(Records of labeled points)

- - -

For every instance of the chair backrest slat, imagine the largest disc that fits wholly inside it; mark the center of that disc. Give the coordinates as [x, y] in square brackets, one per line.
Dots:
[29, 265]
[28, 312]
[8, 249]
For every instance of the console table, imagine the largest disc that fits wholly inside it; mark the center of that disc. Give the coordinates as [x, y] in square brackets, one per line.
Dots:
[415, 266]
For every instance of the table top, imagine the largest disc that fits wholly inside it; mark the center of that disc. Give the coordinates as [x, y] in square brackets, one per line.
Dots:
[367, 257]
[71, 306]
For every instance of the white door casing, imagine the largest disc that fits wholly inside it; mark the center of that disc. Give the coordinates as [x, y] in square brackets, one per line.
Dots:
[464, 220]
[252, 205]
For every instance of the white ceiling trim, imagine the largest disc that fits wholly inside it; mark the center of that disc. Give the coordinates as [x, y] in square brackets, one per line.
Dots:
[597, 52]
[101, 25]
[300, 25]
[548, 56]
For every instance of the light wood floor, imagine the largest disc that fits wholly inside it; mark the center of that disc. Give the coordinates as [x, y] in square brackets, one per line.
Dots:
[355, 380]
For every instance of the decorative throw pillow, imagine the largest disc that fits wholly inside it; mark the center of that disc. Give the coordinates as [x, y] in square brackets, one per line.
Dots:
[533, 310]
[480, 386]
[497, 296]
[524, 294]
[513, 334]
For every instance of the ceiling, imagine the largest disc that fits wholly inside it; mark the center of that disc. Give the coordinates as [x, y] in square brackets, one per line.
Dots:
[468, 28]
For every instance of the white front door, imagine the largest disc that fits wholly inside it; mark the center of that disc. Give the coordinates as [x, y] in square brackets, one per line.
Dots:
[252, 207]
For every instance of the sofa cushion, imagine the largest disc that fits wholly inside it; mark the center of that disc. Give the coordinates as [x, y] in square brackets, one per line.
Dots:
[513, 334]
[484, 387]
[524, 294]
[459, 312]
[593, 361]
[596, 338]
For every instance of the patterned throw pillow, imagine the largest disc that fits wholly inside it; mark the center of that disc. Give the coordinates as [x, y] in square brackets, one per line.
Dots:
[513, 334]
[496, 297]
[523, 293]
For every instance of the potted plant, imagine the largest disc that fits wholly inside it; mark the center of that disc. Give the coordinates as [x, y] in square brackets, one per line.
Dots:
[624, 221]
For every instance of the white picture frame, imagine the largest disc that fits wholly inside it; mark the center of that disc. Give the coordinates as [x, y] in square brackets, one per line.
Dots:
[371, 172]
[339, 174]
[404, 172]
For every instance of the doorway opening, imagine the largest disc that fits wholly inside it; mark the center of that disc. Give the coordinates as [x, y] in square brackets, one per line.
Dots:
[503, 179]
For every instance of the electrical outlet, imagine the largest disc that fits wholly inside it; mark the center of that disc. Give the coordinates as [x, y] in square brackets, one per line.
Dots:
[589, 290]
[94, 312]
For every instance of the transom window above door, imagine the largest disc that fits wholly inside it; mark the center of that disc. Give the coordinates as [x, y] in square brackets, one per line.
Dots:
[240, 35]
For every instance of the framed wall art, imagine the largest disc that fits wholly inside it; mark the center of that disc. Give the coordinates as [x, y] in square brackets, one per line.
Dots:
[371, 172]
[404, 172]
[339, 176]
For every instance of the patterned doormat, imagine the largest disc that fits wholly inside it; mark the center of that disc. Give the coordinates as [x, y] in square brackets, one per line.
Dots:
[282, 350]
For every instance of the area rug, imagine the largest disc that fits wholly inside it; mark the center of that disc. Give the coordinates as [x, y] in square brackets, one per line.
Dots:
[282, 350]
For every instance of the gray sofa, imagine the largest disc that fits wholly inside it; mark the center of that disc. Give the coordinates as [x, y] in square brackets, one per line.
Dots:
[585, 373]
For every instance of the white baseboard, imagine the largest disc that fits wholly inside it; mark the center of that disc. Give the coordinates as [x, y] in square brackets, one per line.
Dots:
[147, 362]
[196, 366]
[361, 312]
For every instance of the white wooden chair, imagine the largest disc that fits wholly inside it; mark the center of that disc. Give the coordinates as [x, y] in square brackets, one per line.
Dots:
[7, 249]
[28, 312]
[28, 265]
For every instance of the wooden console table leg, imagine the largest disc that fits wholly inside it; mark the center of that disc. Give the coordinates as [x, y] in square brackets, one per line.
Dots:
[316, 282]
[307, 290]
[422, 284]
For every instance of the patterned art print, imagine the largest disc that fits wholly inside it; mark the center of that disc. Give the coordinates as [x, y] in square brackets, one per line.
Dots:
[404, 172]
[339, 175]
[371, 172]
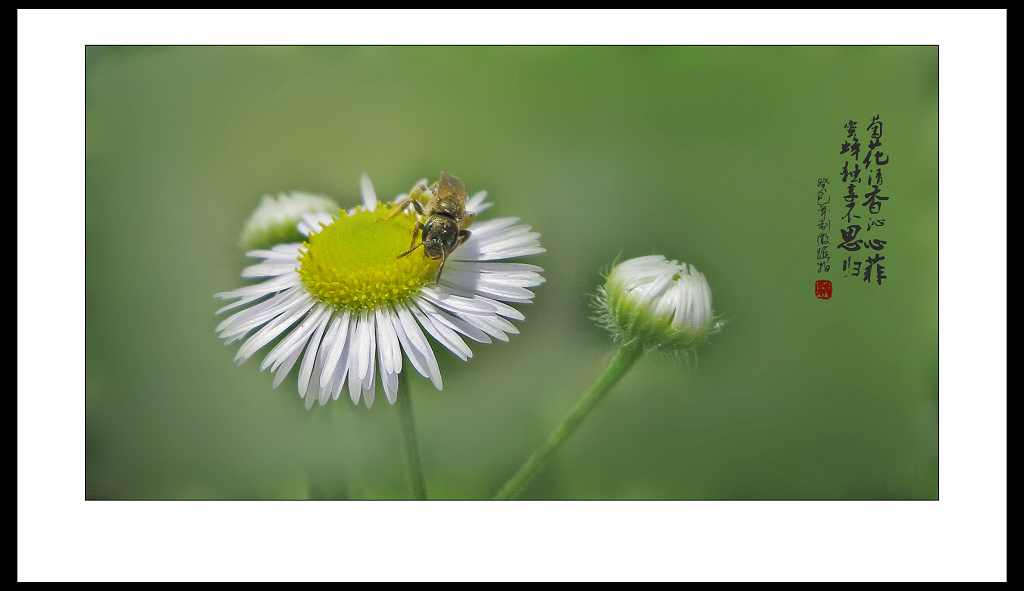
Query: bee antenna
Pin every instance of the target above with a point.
(443, 258)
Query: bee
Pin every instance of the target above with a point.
(446, 221)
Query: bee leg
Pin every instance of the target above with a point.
(416, 233)
(400, 207)
(410, 250)
(413, 246)
(443, 259)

- - -

Replace "largest disc" with "largest circle" throughout the material, keeping everything else unchanged. Leave the pictures out of your answer.

For every instance of the chair backrest slat, imagine the largest circle that fits wholly inside it; mark the center of that disc. Give the coordinates as [x, y] in square brackets, one per line.
Dots:
[29, 265]
[28, 312]
[8, 249]
For every instance of the console table, imagine the largest circle that fits wholly inside it; mark the center of that disc. Give the coordinates as [x, y] in square brackets, one per line.
Dots:
[415, 266]
For every instance of the table top, imagine the largest circle that fits wholly inside it; mark the center of that disc. Give the coordinates as [x, y] in square brackets, one per line.
Dots:
[367, 257]
[71, 306]
For every instance of the white door casing, imagine the largest circle that fits wholly inside it; mark the center of that disc. Give the coordinates as [x, y] in square brackets, one per line.
Dots:
[464, 220]
[252, 205]
For every instance of the white ceiling trim, imagine the largest circle that fits wholly inside it; mark the center of that disc. Give the coordinates as [x, y] in square brackets, one per line.
Dots:
[597, 52]
[101, 25]
[300, 25]
[548, 56]
For every instance of the light wood floor, imagine the largest circle that fits wholly inside it; mark the center of that disc. Give the coordinates as [x, y] in square brackets, one per line.
Dots:
[355, 380]
For every instance of the decorative throw pillow, imagine the largest circle that fits wholly inside it; mark the center of that disc. Give the coordinates as [x, y] in square brackets, one per line.
Dots:
[533, 310]
[480, 386]
[497, 296]
[524, 294]
[513, 334]
For every instance of the ceiling, imagine the largest circle that fits wholly inside it; mark the center of that disc. Give the coordinates as [x, y] in square brackets, one per line.
Dots:
[468, 28]
For every instance of the white front door, imagine the largest circle that fits wholly inside it; mark the center of that disc. Give the coordinates as [x, y] in square brackets, one per line.
Dots:
[252, 207]
For every instance of the sofa cushion, imagine the largest circle that fits wholly inside it; mark the center of that disc. Give the coordinates as [x, y] in square brackets, one per line.
Dots:
[513, 334]
[484, 387]
[524, 294]
[459, 312]
[593, 361]
[596, 338]
For every instance of the patterned throw pillow, imagine the largest circle that fits wholly inside it; mark the center of that disc. Give the coordinates as [x, y] in square brackets, one per line.
Dots:
[513, 334]
[496, 297]
[523, 293]
For every instance of the potted plant, imagine the largest circle that fits wholly inside it; mark the center of that disc. Give the coordinates as [x, y] in square brackets, one per line.
Dots:
[624, 221]
For every instance of the white picture frame, imagine the largest circle that fits wholly inside it; mark the center of that disc. Give the coordinates as [x, y] in square brackets, one per line.
Dots:
[371, 172]
[339, 174]
[404, 172]
For every instance of the doorway opening, imagine the largest circle that fits wholly inside it; mark the center of that disc. Give the coordinates as [x, y] in square brackets, one per line.
Dots:
[503, 179]
For every instance of the electrical outlet, imagine the largest circle that fits wholly inside it; mark the center of that disc. Give the coordinates as [x, y] in square brackets, one per line.
Dots:
[589, 290]
[94, 312]
For every instance of the transom window above door, imagine the largest circle that fits wholly inside it; mark the center of that disc. Give the coordinates as [x, y] in square brackets, one per line.
Dots:
[240, 35]
For every instance of the framed wall art, imagine the largest circle that fits wholly inside it; mark the center of that disc. Give the coordinates as [x, y] in square brackets, one per line.
Dots:
[371, 172]
[404, 172]
[339, 176]
For every instance of the patterned doormat, imagine the largest circle that fits wholly inside it; mark the center of that disc. Give the coordinates as [x, y] in square brackets, one per line.
Dots:
[282, 350]
For every instance of the area rug, imagine the largest circle that fits wholly inside it; mark the center of that disc. Give the coordinates as [x, y] in square brackets, one per line.
Dots:
[282, 350]
For every instance of the gray sofa, imagine the largest circle that fits wholly inside it; mark the center of that disc. Give the coordinates as [x, y] in square brackets, one per line.
Dots:
[585, 373]
For every instance of the white baseboard, imagine the largest circle that fits wholly inside it; mark the center of that disc. Give the coordinates as [x, y] in square brackets, one per line.
Dots:
[147, 362]
[196, 366]
[361, 312]
For every instance of the white wooden chair, imagine the largest circle that fits wholly inside it; mark the center of that disc. Give the coordinates as [x, y] in square brackets, one per line.
Dots:
[7, 249]
[28, 312]
[28, 265]
For every instance of the wooden console table leg, imagine the largest circle that fits wholly inside it; mark the center of that disc. Give the coordinates as [x, y] in square brackets, one per line.
Dots:
[316, 282]
[307, 290]
[422, 284]
For every instance of the patterned art print, imagine the largest circle that fits wholly inside it; mark the center of that disc. Give the coordinates as [x, y] in square brackets, one per line.
Dots:
[404, 172]
[339, 175]
[371, 172]
Query: bee antenna
Pin every instance of the target above with a point.
(443, 258)
Query: bee
Pin every instance of the target above with a point.
(446, 221)
Query: bee leg
Pin every instance of the target above with a point.
(416, 233)
(400, 207)
(410, 250)
(413, 246)
(443, 259)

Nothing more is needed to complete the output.